■ WHAT TO PRODUCE
According to the passage about showing AFOs in public, what does a woman radiate when she knows who she is and lives true to herself?

■ PASSAGE PROVIDED
****************
If you feel confident & good about yourself showing your afos in public, then by all means, show them! If you don’t feel good about your yourself showing your afos, then don’t! As they say, when you look good, you feel good, and when you feel good, you look good. It’s an individual choice!

When a woman knows who she is, and lives true to herself, she radiates confidence & beauty – braces showing, or not!




PS. Every Afo wearer needs an EmBRACE it tee. Pay it forward & shop them here.


      • I have greatly appreciated your posts! 2019 was rough, and I started out the year getting fitted for a carbon fiber bad boy… Or as my nephew says”robot leg”… Having a place to see that style is still an option and maybe things are a little different.
        Has anyone got cowboy boots to fit?
****************
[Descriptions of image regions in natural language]

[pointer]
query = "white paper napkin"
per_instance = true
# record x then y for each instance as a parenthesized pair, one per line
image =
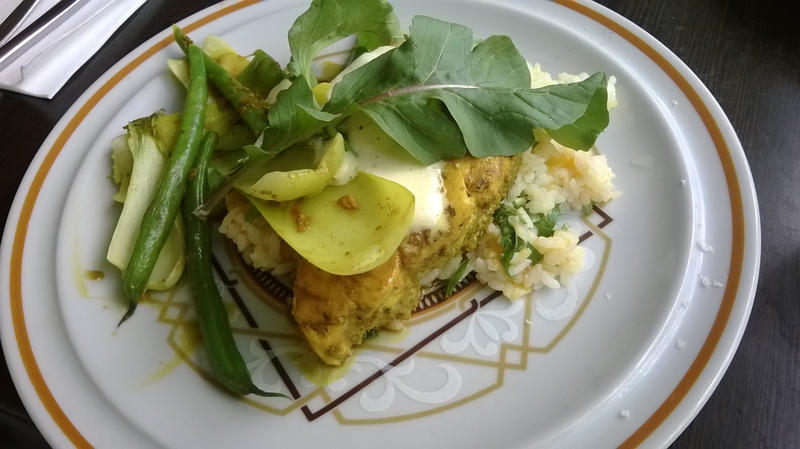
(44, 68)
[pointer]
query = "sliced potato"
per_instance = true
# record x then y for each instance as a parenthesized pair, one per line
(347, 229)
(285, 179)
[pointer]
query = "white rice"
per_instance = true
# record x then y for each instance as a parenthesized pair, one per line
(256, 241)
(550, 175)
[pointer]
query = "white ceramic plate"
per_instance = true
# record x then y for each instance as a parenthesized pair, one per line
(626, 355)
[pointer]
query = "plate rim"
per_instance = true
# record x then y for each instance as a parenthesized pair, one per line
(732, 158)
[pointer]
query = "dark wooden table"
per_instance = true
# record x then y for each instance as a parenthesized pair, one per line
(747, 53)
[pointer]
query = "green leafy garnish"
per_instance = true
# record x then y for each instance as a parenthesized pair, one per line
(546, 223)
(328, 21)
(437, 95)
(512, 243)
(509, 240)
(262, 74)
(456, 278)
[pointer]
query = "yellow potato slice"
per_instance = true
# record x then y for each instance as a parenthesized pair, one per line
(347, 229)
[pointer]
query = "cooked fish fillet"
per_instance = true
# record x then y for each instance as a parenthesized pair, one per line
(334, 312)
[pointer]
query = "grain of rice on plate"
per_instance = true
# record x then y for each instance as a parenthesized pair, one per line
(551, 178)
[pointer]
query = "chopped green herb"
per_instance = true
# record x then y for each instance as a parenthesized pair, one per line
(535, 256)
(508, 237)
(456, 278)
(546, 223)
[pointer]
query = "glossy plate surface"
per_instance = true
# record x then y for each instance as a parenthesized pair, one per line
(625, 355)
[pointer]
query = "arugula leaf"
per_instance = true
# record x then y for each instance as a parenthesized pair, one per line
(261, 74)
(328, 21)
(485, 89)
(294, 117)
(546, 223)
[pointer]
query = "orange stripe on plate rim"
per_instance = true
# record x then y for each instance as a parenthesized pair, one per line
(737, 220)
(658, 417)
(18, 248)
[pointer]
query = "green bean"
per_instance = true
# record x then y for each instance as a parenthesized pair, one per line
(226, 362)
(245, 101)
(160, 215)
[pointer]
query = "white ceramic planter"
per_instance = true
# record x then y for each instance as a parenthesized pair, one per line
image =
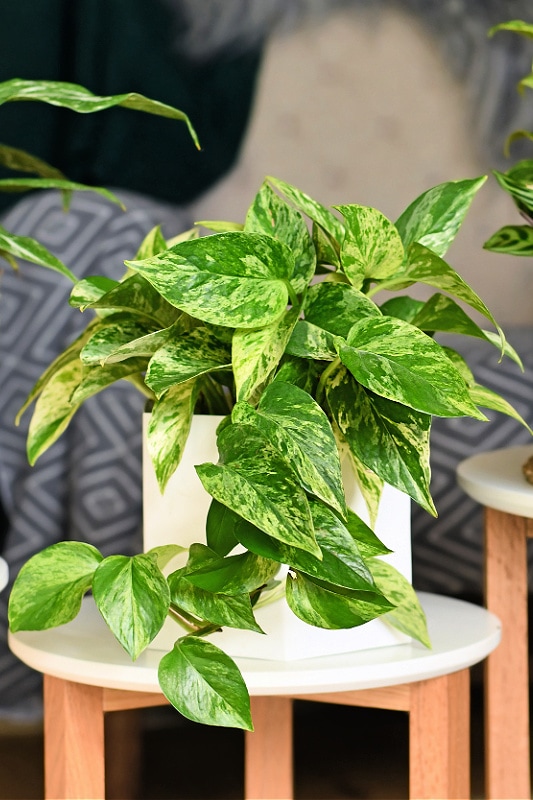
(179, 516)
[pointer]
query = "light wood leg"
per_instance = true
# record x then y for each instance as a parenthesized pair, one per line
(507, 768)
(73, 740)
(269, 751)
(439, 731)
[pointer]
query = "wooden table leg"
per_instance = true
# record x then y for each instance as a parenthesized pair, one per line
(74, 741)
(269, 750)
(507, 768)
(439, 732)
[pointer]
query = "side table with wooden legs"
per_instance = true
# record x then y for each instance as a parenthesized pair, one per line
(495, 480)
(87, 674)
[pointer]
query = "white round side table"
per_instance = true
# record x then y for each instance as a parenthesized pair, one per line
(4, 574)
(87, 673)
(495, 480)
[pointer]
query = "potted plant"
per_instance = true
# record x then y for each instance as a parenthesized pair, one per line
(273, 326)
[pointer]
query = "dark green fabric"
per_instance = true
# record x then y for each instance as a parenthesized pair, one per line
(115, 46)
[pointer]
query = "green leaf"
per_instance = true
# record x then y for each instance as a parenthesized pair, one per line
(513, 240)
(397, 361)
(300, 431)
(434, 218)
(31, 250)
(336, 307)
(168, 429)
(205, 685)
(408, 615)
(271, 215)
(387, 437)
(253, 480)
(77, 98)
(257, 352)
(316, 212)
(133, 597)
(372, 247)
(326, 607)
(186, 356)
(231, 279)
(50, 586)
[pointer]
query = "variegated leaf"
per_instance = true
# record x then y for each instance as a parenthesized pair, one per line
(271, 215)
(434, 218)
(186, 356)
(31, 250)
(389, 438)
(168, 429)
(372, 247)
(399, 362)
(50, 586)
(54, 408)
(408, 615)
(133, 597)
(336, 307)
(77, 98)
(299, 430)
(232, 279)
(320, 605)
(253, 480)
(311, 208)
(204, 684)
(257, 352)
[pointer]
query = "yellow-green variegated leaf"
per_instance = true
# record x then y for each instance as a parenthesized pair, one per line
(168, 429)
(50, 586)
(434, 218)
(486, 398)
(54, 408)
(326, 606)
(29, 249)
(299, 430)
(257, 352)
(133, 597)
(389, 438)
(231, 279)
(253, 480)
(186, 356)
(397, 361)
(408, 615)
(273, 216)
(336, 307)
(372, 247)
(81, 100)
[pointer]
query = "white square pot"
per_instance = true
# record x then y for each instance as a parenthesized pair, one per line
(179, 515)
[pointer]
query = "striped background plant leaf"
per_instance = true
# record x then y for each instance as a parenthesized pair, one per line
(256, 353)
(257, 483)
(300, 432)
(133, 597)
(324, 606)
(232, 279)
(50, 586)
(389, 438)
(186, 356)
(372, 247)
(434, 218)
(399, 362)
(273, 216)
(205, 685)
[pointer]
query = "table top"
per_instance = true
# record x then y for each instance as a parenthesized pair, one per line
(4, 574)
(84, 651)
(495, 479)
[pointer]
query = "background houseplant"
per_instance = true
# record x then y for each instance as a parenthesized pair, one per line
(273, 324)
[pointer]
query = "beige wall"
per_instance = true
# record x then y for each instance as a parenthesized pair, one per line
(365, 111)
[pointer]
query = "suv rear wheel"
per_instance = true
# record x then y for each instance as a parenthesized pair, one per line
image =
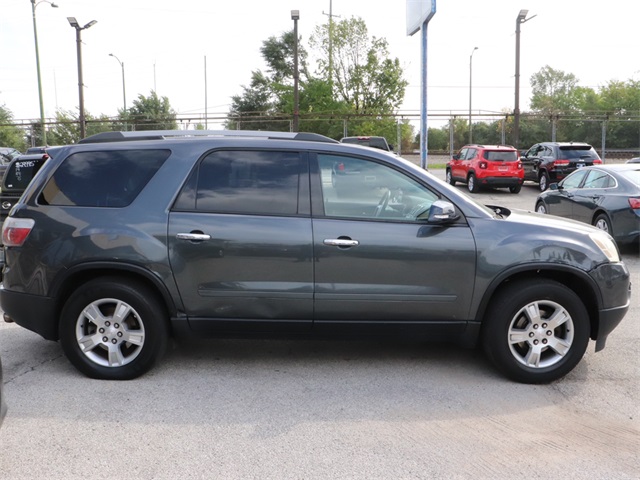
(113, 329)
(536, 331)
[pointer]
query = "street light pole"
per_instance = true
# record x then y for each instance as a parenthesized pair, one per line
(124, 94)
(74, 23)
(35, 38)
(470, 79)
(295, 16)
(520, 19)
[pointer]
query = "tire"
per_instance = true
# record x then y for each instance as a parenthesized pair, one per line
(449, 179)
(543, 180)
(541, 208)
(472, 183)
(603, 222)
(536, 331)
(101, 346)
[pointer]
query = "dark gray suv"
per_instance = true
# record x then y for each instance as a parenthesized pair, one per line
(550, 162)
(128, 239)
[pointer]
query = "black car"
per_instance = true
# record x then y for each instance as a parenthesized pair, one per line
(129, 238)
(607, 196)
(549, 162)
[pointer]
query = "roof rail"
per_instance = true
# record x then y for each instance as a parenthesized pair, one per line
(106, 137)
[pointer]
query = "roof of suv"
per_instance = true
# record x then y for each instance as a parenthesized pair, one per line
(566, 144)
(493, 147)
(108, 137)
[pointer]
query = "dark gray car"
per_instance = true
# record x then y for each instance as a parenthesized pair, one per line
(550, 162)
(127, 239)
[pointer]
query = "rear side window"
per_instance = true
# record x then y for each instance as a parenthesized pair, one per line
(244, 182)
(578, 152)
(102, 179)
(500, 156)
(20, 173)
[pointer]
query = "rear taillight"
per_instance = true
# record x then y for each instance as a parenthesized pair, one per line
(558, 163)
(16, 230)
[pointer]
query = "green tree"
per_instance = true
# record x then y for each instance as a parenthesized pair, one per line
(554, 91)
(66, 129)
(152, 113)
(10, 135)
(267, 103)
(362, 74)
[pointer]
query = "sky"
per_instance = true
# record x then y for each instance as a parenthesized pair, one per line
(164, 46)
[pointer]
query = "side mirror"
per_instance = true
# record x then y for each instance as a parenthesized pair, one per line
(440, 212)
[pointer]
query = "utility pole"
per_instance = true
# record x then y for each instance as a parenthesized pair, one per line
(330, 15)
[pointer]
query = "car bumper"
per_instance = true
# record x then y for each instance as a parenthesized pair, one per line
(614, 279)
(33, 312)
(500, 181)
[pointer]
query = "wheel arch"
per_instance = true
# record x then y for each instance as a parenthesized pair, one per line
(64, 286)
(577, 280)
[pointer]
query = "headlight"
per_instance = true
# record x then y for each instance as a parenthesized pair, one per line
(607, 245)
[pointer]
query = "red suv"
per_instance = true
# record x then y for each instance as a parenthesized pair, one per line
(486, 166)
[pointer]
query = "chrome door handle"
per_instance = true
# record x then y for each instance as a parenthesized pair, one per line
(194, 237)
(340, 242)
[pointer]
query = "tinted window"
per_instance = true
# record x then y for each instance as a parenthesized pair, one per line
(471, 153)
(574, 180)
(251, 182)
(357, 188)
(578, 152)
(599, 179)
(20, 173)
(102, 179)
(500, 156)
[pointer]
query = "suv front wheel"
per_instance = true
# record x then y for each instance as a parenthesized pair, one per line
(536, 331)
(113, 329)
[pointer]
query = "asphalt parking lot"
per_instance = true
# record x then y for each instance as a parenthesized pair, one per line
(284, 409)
****************
■ RESPONSE AREA
She radiates confidence and beauty, whether her braces are showing or not.